● **Exercise tasks**:
a) Which trustees of the Primitive Methodist Chapel at Crosby are named in the 1897 court report below? Give each one's name and trade.
b) In the 1897 court report below, how much did the chapel trustees sue the defendants for?
c) Continue the report on the Crosby Chapel court case from its last sentence.

● **Text section**:
==============================

Crosby Chapel Trustees Settlement At Cockemouth County Court August 3rd 1897

Crosby Chapel Trustees Court claim 1897

(Typed from newspaper cutting of 1897)

ACTION BY CROSBY CHAPEL TRUSTEES at Cockermouth County Court August 3rd 1897
A SATISFACTORY SETTLEMENT


This was a case in which
William Burns, Crosby, collier,
Jos Ravell, Allerby, platelayer,
Jas. Melville, Manchester, pumpman,
Geo. Ritson, Cockermouth, sinker, and
Wm. Donald, Dearham, engineer,
the trustees at the Primitive Methodist Chapel, Crosby, sued
Robert Askew, stationer, Aspatria, and
Wm. Askew, engineman, Crosby, for £8 7s 4d

for damages for injury done to the inner walls of the Primitive Methodist Chapel, Crosby, by damp alleged to have been caused by the illegal action of the defendants in injuring the outer wall of the chapel.

The plaintiffs also claimed damages against the defendants for trespassing on land belonging to the plaintiffs and for breaking open a door leading thereto. They further asked for an injunction to restrain the defendants from further trespassing on the land, and from breaking open the door.

==============================

● **Data collected from a set**:
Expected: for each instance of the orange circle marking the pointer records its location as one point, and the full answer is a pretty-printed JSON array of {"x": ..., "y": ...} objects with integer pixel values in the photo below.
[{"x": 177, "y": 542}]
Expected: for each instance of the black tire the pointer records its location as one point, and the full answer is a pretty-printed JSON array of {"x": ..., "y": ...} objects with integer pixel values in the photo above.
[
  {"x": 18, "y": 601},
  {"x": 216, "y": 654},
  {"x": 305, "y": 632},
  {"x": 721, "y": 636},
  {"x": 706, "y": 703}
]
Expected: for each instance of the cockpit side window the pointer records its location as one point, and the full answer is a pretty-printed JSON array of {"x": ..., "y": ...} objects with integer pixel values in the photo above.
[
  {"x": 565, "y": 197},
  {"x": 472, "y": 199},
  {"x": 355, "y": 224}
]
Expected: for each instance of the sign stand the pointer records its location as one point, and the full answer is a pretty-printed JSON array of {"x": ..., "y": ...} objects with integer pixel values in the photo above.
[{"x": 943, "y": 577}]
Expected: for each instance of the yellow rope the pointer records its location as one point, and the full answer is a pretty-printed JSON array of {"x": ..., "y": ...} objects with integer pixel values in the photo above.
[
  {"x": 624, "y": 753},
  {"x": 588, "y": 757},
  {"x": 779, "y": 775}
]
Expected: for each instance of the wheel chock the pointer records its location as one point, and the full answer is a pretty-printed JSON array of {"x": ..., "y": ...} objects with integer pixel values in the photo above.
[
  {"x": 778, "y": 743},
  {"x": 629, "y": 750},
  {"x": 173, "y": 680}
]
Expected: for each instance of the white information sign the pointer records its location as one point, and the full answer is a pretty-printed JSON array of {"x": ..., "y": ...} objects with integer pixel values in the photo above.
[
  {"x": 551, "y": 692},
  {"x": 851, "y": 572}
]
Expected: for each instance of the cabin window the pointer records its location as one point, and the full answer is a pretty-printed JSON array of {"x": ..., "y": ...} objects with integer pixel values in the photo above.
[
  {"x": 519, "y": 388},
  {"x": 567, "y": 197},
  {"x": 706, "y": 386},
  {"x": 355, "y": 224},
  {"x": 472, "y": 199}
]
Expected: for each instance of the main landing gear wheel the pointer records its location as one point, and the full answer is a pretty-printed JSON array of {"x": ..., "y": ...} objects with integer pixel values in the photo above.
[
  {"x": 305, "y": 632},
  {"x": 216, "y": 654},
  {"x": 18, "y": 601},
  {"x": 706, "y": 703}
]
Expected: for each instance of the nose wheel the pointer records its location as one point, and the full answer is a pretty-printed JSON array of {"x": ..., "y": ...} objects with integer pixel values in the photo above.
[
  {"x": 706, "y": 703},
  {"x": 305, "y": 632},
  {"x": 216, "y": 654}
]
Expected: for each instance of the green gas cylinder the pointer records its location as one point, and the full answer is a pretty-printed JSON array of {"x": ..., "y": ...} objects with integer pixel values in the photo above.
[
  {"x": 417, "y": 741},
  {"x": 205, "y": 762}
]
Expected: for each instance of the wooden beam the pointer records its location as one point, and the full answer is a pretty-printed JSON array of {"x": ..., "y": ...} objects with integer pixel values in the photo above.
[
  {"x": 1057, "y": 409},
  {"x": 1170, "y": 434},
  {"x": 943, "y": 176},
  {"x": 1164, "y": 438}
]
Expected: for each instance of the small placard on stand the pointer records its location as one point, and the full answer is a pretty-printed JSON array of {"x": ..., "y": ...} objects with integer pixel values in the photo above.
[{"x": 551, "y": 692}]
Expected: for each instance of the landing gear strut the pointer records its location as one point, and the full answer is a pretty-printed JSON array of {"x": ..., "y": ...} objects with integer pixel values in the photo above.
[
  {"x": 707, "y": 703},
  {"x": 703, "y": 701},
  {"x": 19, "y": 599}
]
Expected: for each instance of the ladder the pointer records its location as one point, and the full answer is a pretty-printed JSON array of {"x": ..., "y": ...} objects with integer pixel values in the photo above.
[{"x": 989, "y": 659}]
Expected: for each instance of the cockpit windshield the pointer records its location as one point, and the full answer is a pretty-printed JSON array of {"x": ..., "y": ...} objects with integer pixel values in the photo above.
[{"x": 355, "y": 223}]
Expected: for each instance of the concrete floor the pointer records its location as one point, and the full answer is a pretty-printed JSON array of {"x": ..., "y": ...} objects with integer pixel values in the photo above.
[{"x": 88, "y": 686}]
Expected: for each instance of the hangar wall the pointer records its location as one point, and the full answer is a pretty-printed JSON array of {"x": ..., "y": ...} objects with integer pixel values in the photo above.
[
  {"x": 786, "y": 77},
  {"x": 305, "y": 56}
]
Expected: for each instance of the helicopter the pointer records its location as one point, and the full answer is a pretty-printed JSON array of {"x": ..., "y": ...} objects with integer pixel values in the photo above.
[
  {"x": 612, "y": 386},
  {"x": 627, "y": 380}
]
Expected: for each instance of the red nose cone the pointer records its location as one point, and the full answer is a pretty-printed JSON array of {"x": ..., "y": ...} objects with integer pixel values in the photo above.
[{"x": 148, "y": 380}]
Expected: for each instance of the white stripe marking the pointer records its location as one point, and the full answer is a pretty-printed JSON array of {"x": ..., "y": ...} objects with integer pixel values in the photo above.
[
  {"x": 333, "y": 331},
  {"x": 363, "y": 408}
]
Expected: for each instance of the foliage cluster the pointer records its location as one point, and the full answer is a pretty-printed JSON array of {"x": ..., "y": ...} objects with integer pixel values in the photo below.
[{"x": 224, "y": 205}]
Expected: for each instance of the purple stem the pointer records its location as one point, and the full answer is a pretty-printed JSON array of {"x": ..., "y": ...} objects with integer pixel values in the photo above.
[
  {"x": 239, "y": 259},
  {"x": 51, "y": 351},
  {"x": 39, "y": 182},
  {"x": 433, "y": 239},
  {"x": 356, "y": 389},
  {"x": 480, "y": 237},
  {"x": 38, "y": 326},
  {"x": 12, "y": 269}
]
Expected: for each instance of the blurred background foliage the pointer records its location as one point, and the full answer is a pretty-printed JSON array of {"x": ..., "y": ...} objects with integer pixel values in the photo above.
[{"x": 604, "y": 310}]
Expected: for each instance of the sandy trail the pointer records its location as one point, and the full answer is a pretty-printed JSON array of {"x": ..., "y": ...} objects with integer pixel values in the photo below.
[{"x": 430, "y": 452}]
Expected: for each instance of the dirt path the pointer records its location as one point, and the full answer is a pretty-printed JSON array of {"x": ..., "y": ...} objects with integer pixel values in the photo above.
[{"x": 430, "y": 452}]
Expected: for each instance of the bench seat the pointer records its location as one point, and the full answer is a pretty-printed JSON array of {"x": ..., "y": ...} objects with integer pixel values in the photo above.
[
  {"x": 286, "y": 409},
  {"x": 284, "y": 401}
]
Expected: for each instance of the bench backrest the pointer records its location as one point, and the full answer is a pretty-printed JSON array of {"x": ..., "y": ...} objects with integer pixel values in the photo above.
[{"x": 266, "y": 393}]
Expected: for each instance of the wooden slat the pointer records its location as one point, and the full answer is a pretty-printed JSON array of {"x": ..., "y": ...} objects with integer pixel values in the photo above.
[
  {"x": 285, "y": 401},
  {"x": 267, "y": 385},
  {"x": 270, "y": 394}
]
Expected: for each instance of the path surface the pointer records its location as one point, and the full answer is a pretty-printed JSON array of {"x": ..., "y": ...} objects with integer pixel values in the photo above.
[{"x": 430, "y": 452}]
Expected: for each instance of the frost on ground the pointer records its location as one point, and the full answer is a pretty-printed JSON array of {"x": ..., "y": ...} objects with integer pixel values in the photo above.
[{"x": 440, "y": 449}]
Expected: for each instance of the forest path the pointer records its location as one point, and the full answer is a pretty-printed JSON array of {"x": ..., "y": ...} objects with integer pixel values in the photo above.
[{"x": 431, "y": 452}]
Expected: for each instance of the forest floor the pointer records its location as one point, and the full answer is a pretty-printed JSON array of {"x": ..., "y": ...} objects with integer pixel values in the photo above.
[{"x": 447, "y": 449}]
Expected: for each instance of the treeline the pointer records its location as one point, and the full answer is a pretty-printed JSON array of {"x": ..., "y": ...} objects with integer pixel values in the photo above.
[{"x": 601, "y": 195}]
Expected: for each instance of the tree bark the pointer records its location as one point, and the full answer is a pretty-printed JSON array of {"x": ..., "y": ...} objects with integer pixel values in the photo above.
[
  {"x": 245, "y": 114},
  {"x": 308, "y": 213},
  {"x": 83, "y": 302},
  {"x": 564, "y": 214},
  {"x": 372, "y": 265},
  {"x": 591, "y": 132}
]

==============================

● **Answers to the tasks**:
a)
William Burns, collier
Jos Ravell, platelayer
Jas. Melville, pumpman
Geo. Ritson, sinker
Wm. Donald, engineer

b) £8 7s 4d.

c)
Mr T. S. Little, barrister, instructed by Mr G. W. Turney, appeared for the plaintiffs, and Mr C. Cavanagh, barrister, instructed by Mr E. N. Lightfoot, represented the defendants. The parties were in negotiation during the morning, and when the case was called Mr Little said he thought that if it was not called upon for a few minutes it might possibly facilitate matters. Subsequently, after much conferring with clients, Mr Cavanagh said he was happy to say that the parties had come to an arrangement.

The terms of arrangement were that the defendants acknowledged plaintiff’s title to the land between the chapel wall and the defendant’s wall, and the plaintiffs agreed that defendants shall have access at reasonable times to clear the drain and repair the gable end of the wall of their own property upon giving notice to the plaintiffs, the defendants to pay £5 for damages, no costs on either side,

Mr Cavanagh added that he thought be might say that the Court had been spared a very long hearing and perhaps a very difficult case, dealt with from any aspect. The property was very small value and in the circumstances be thought the litigants were to be heartily congratulated upon the result.

The case was accordingly struck out, as being settled upon terms.